OFFICES AND OFFICERS ‑- STATE ‑- MILITIA ‑- ADJUTANT GENERAL ‑- ASSISTANT ADJUTANTS GENERAL ‑- COMPENSATION.

The adjutant general and the two assistant adjutants general of the state of Washington while on active duty as such officers should each receive pay and allowances prescribed for his military rank by the current federal laws and regulations for an officer of his grade and years of service.

                                                              - - - - - - - - - - - - -

                                                                  March 25, 1965

Honorable Wesley C. Uhlman
State Representative, 32nd District
Legislative Building
Olympia, Washington

                                                                                                                Cite as:  AGO 65-66 No. 15

Dear Sir:

            By letter previously acknowledged you requested an opinion of this office on the following questions:

            (1) Should the adjutant general of the state of Washington receive pay and allowances prescribed for his military rank by the current federal law for an officer of his grade and years of service, as the duly appointed and federally recognized officer of the Army National Guard; and

            (2) Should the two assistant adjutants general (one for the Washington Army National Guard, and one for the Washington Air National Guard) also receive the pay and allowances provided for by the current federal law for an officer of their grade and years of service.

            We answer both questions in the affirmative.

                                                                     ANALYSIS

            The governor is the commander-in-chief of the state militia, except when it is called into federal service.  Article III, § 8, of the state Constitution; RCW 38.08.020.  Pursuant to  [[Orig. Op. Page 2]] Article X, § 2,1/ the legislature has provided for the establishment and organization of the militia by the enactment of a military code which is now part of Title 38 RCW.  RCW 38.08.010 provides in part as follows:

            "The governor shall cause the organized militia of this state at all times to conform to all federal laws and regulations as are now or may hereafter from time to time become operative and applicable, notwithstanding anything in the laws of this state to the contrary. . . ."

▶ DATASET EXCERPT
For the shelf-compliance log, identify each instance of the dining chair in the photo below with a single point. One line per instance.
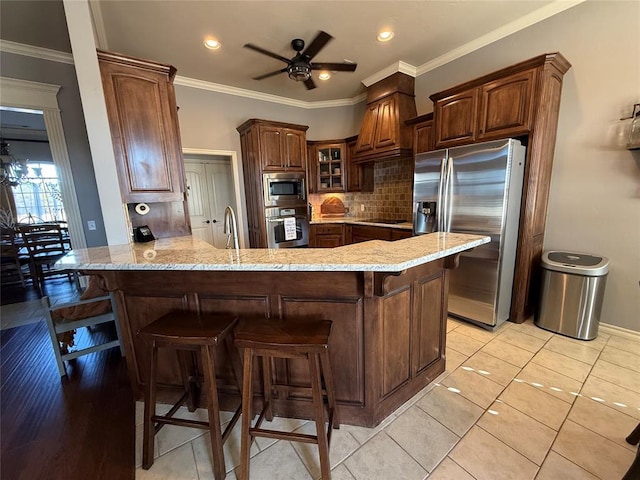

▶ WORK TO BE COMPLETED
Continue the opinion on pay for Washington's adjutant general and assistant adjutants general from the point where it stops. The material has nothing to do with what is asked here.

▶ TASK RESPONSE
            The adjutant general is the chief of staff to the governor (RCW 38.12.010) and the executive head of the militia.  RCW 38.08.020.  He is ordered to "active service" by the governor (RCW 38.12.030) and since 19572/ (§ 2, chapter 250) "may be removed by the governor at will."  The manner of appointment and the qualifications of the adjutant general are set forth in RCW 38.12.030, as follows:

            "Whenever a vacancy has occurred, or is about to occur in the office of the adjutant general, the governor shall order to active  [[Orig. Op. Page 3]] service for that position from the active list of the Washington army national guard or the Washington air national guardan officer not below the rank of a field officer who has had at least ten years service as an officer on the active list of the Washington army national guard or the Washington air national guard during the fifteen years next prior to such detail.  The officer so detailed shall during the continuance of his service as the adjutant general hold the rank of a general officer.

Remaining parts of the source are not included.